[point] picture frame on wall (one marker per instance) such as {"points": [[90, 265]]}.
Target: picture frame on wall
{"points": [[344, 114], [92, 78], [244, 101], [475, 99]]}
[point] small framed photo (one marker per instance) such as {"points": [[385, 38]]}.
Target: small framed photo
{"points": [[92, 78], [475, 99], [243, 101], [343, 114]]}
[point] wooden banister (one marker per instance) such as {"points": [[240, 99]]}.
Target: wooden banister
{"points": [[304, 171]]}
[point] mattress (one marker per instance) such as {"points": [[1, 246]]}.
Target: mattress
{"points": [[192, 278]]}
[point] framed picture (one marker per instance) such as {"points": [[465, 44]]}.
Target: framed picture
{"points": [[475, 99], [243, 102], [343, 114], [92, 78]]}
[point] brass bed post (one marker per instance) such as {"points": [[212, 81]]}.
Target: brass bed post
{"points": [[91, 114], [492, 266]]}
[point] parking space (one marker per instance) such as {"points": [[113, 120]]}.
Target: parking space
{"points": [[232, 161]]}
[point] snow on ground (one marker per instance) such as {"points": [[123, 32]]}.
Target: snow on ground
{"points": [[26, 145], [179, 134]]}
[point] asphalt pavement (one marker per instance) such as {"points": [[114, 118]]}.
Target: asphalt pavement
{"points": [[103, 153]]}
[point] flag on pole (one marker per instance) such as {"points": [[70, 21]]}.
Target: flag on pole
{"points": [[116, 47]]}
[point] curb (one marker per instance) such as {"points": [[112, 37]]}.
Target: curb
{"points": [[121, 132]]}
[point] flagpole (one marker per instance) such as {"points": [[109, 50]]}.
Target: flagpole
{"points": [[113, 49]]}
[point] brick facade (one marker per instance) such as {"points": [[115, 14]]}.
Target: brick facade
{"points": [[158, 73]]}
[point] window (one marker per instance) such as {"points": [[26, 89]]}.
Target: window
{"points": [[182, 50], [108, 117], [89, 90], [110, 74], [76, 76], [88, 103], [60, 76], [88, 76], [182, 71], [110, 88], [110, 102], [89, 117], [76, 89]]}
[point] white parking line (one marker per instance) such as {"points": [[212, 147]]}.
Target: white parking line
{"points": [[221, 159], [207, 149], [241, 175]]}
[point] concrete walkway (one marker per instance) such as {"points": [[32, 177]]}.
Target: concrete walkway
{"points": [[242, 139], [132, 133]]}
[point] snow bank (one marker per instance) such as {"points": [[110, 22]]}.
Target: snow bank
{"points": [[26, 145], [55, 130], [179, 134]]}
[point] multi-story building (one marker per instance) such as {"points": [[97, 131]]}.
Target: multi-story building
***
> [Your task]
From the listing above, return the lines starting at the one with "[point] framed picture" and ending at the one with "[point] window (one", both kept, exactly as they appear and nothing more.

> [Task output]
[point] framed picture (one marker per instance) such as {"points": [[465, 44]]}.
Target: framed picture
{"points": [[475, 99], [243, 102], [343, 114], [92, 78]]}
[point] brass bed post (one marker per instance) such as {"points": [[212, 81]]}.
Target: brass bed post
{"points": [[91, 114], [492, 266]]}
[point] parking space (one marker per instance) such as {"points": [[113, 120]]}.
Target: parking space
{"points": [[232, 161]]}
[point] snow on ground (one marker per instance) such as {"points": [[123, 32]]}.
Target: snow on ground
{"points": [[26, 145], [179, 134]]}
[point] asphalt pavement (one marker per instance) such as {"points": [[114, 118]]}.
Target: asphalt pavement
{"points": [[103, 153]]}
[point] flag on pole (one marker per instance) such as {"points": [[70, 21]]}.
Target: flag on pole
{"points": [[116, 47]]}
[point] curb (one marker per instance) such as {"points": [[112, 37]]}.
Target: curb
{"points": [[121, 132]]}
[point] flagpole (one marker per instance) such as {"points": [[109, 50]]}.
Target: flagpole
{"points": [[113, 49]]}
[point] brick facade (one marker per instance) such as {"points": [[115, 14]]}.
Target: brick facade
{"points": [[158, 73]]}
[point] window (one marker per instance) such as {"points": [[26, 89]]}.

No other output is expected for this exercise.